Please go through the records below and return every line holding the word "query".

[Start of Attachment]

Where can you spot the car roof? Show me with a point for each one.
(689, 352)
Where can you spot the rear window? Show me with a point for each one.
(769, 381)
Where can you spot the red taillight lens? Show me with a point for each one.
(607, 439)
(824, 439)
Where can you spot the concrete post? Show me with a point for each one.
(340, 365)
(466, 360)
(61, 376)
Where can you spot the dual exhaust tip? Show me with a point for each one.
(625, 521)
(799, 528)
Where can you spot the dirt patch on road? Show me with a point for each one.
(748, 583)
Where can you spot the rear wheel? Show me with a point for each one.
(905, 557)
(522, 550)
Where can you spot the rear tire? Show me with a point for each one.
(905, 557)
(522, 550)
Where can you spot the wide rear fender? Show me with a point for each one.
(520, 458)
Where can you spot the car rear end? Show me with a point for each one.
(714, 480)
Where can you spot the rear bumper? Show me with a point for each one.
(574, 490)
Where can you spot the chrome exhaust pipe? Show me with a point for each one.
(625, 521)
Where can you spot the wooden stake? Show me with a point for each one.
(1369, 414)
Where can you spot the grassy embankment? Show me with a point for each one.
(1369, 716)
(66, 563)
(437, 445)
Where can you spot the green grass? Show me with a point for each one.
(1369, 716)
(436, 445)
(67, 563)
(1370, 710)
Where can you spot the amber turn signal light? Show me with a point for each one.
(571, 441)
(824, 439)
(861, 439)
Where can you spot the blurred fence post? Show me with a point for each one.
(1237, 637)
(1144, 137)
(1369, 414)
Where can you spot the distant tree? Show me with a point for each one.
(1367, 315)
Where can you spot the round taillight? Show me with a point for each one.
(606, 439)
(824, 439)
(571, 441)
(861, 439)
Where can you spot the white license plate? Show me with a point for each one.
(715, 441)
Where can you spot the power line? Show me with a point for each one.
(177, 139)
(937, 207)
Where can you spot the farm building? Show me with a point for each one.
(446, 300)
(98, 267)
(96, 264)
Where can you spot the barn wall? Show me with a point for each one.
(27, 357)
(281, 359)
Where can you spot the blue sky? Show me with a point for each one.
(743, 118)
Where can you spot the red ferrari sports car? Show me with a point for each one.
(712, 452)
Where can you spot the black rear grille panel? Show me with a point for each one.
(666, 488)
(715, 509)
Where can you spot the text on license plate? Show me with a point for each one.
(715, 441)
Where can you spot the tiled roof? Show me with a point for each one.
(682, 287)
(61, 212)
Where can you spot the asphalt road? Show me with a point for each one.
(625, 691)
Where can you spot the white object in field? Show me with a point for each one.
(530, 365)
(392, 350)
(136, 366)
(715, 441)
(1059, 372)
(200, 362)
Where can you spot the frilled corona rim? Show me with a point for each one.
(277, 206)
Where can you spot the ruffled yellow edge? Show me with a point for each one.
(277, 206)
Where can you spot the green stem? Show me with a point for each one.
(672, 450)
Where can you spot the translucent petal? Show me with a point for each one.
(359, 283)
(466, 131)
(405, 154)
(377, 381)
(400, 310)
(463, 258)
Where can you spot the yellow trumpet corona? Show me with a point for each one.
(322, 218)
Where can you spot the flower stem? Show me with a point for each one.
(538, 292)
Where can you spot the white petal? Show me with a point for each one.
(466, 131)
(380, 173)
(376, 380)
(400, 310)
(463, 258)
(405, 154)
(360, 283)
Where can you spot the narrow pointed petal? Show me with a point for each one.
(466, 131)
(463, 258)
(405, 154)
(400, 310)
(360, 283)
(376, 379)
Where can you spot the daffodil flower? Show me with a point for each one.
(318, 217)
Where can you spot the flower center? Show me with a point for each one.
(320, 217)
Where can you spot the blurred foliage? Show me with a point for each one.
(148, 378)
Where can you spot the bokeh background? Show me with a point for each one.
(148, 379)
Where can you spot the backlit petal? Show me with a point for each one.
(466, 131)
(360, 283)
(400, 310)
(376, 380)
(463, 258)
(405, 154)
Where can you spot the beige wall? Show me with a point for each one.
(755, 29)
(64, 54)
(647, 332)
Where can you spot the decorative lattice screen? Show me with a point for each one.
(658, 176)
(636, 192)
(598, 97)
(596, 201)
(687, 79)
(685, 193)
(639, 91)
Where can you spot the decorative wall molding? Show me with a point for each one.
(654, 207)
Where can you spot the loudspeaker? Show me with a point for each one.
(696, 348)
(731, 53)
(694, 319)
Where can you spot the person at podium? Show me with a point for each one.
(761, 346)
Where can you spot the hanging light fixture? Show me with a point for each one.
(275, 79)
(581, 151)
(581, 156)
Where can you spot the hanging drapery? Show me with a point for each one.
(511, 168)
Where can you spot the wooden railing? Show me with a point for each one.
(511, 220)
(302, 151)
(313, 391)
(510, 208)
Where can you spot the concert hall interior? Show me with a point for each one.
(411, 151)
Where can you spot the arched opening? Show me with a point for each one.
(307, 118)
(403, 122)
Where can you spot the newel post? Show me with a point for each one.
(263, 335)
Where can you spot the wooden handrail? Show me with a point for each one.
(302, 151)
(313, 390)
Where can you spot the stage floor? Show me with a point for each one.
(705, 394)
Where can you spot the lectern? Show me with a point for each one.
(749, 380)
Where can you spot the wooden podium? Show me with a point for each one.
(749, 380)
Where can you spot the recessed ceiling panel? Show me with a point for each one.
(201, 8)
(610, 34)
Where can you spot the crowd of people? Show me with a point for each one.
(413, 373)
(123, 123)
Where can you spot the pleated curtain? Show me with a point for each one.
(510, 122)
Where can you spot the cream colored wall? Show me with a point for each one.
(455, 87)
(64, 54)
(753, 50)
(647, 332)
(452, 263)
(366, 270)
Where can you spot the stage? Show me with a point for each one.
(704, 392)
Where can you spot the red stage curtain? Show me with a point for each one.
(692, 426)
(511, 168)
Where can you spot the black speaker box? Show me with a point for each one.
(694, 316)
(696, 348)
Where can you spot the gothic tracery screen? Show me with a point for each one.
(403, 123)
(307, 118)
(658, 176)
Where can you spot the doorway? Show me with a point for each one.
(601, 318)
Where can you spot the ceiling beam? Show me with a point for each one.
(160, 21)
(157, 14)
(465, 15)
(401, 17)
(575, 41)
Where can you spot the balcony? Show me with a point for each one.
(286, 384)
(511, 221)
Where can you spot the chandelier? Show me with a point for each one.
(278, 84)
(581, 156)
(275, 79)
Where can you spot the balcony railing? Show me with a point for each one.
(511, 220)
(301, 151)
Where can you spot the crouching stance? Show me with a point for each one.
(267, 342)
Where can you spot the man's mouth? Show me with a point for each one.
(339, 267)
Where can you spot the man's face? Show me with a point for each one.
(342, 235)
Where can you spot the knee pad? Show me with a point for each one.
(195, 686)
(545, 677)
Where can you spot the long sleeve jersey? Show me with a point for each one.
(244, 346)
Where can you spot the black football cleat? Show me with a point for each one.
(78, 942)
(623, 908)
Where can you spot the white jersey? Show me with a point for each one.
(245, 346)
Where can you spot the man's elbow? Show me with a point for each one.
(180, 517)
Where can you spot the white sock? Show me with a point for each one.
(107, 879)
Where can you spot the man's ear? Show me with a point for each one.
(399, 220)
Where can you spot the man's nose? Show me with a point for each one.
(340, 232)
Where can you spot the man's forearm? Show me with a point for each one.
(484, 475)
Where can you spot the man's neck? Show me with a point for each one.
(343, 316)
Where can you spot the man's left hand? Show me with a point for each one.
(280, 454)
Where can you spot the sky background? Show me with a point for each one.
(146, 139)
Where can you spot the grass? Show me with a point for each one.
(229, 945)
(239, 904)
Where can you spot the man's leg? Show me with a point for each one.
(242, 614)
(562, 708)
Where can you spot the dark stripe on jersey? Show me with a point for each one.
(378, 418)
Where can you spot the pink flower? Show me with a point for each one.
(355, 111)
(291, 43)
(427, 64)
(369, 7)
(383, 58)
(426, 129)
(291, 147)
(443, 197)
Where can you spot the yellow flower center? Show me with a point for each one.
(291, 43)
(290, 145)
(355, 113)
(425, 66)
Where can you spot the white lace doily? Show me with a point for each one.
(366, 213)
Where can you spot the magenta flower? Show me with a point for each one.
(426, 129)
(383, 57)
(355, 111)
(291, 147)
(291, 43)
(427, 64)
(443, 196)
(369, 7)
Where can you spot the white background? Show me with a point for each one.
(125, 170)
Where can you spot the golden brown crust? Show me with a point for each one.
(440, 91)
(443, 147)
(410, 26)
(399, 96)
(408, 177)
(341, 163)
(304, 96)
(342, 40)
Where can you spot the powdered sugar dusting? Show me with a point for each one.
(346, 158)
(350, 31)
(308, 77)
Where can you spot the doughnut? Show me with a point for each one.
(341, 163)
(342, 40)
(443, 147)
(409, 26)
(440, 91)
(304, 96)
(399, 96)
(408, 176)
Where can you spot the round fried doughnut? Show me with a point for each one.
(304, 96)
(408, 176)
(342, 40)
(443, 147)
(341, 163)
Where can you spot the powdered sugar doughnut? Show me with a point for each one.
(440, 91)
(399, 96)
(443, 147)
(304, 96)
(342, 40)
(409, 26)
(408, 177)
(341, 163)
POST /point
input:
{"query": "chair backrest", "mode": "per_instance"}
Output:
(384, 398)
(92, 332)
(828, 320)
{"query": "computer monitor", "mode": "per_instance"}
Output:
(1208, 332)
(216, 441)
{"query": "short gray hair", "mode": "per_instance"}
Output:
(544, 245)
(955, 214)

[End of Attachment]

*OUTPUT BELOW*:
{"query": "chair backrest", "mode": "per_instance"}
{"query": "computer monitor", "mode": "per_instance"}
{"query": "short gray hair", "mode": "per_instance"}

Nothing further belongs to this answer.